## Document text
┄┄┄┄┄┄
Gulf Theatre's Jinn: Superstition Vs. Tradition
Zahra Al Mansour
This study looks into the depiction of Jinn (supernatural spiritsunseen creatures) in the scrips of four theatrical plays from the Arabian Gulf region. The scripts included in the sample of the study are from the plays "Al-Yathum," "Al-Qaraniyyah," "Mushakhas," and "Shadow and Seven Spirits". The presence of Jinn creatures in these plays shows that the beliefs produced by folk culture are still popular in playwriting. The examination of the depiction of Jinn in the selected texts show that beliefs about the creatures have been passed down from generation to generation and have therefore not greatly changed from what they were in the past.
With the exception of what is mentioned in the holy Quran, there are no scientific or reliable basis on which to determine what is true or fictitious about Jinn. Therefore, playwriters are free to depend on their imaginations when weaving the plot or designing characters for their plays. Hence, the depiction of Jinn in a play is referenced almost entirely by each author's own cultural beliefs and their perception of the creatures.
The depiction of Jinn is the plays is characterized by the presence of the creatures in physical form, the attribution of all unknown happenings to the Jinn, and their inevitable triumph over humans; whether it is explicit or implied in open-ended plots. Naturally, the latter holds significant connotations.
┄┄┄┄┄┄
## Problem 1
Reproduce everything in the text on Jinn in Gulf theatre from "The depiction of Jinn is" down to "holds significant connotations.".
## Problem 2
Continue the text on Jinn in Gulf theatre, picking up after its final sentence.
┄┄┄┄┄┄
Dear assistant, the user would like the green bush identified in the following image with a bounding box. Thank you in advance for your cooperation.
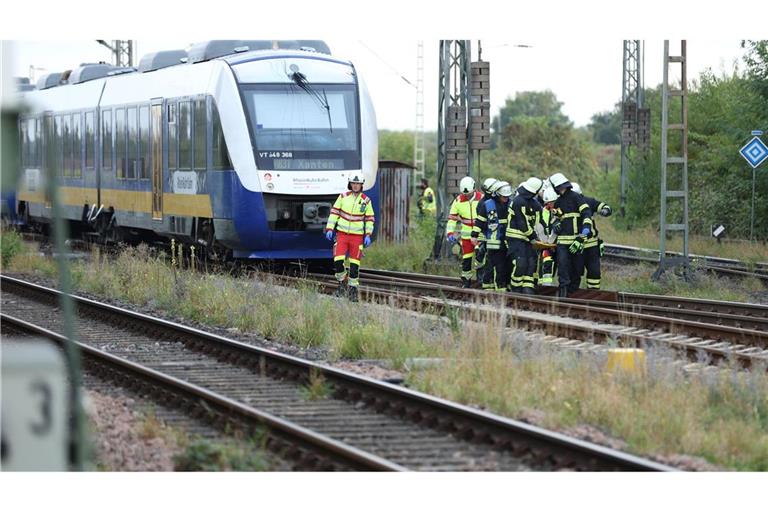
[0,231,24,268]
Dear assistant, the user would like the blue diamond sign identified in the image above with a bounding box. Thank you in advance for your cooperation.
[739,137,768,169]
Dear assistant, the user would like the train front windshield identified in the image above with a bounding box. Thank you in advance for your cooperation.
[243,83,361,171]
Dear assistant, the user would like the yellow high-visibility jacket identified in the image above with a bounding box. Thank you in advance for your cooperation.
[325,190,375,235]
[421,187,437,213]
[445,191,483,240]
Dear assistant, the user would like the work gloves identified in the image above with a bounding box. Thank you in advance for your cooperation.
[568,238,584,254]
┄┄┄┄┄┄
## Final answer 1
The depiction of Jinn is the plays is characterized by the presence of the creatures in physical form, the attribution of all unknown happenings to the Jinn, and their inevitable triumph over humans; whether it is explicit or implied in open-ended plots. Naturally, the latter holds significant connotations.

## Final answer 2
None of the authors of the scripts that have been examined in this study provides a scientific interpretation for behaviours or states that are culturally linked to Jinn position or spirit possession, such as epilepsy. In the case that a character appears to develop such behaviours, those around him turn to religious figures with training and expertise in exorcism. This occurs frequently in the play as a reflection of reality. Those who suffer from Jinn position, or those who exhibit symptoms which are linked to the it, are forced to endure painful 'treatments' and measures of exorcism. However, their symptoms soon return due to the lack of a scientific diagnosis and proper treatment.
The study finds that cultural heritage, as represented by beliefs, traditions, arts, literature, and other sources of heritage that are linked to societal reality, continues to provide writers and artists with inspiration. This is exemplified by the various artworks and texts revolving around Jinn, which many cultures believe in.
In order for a concept to evolve through time and spread into folk culture, it is essential that each culture emphasises its legacy in to identify its intellectual production and establish the unique characteristics of the community from which it emerged.